§ **Exercise aim**: Set each entry down verbatim, omitting images.

Records from a data collection:
-.-.-

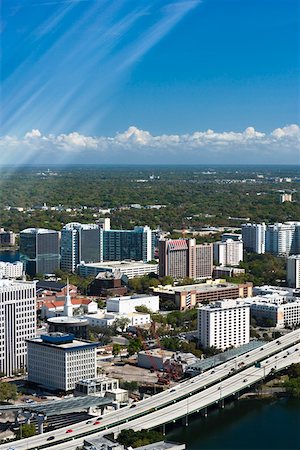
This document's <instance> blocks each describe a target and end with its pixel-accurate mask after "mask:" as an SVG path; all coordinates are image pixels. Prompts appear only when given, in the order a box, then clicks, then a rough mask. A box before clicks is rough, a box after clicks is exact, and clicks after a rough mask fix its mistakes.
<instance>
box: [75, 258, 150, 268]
mask: <svg viewBox="0 0 300 450" xmlns="http://www.w3.org/2000/svg"><path fill="white" fill-rule="evenodd" d="M80 265H81V266H84V267H95V268H99V269H101V268H110V269H126V268H128V269H131V268H134V267H147V266H149V267H153V266H154V267H156V266H157V265H158V264H148V263H145V262H143V261H127V260H125V261H106V262H96V263H82V264H80Z"/></svg>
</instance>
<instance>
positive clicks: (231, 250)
mask: <svg viewBox="0 0 300 450" xmlns="http://www.w3.org/2000/svg"><path fill="white" fill-rule="evenodd" d="M214 260H215V262H216V263H217V264H218V265H220V266H238V265H239V263H240V261H243V242H242V241H240V240H236V241H235V240H233V239H227V240H226V241H224V242H221V241H219V242H215V243H214Z"/></svg>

-.-.-

§ **Task result**:
This document's <instance> blocks each describe a target and end with its pixel-accurate mask after "mask:" as an SVG path; all coordinates are image pixels. Prompts appear only when given, in the order a box, then clicks, then a rough mask. A box before clicks is rough, a box after clicks is exact, and clicks after a rough mask fix its mistakes.
<instance>
box: [75, 258, 150, 268]
mask: <svg viewBox="0 0 300 450" xmlns="http://www.w3.org/2000/svg"><path fill="white" fill-rule="evenodd" d="M80 265H81V266H84V267H95V268H99V269H101V268H110V269H126V268H128V269H131V268H134V267H147V266H149V267H153V266H154V267H156V266H157V265H158V264H148V263H145V262H143V261H127V260H125V261H106V262H96V263H82V264H80Z"/></svg>
</instance>
<instance>
positive clicks: (231, 250)
mask: <svg viewBox="0 0 300 450" xmlns="http://www.w3.org/2000/svg"><path fill="white" fill-rule="evenodd" d="M214 260H215V262H216V263H217V264H218V265H220V266H238V265H239V263H240V261H243V242H242V241H240V240H236V241H235V240H233V239H227V240H226V241H224V242H221V241H219V242H215V243H214Z"/></svg>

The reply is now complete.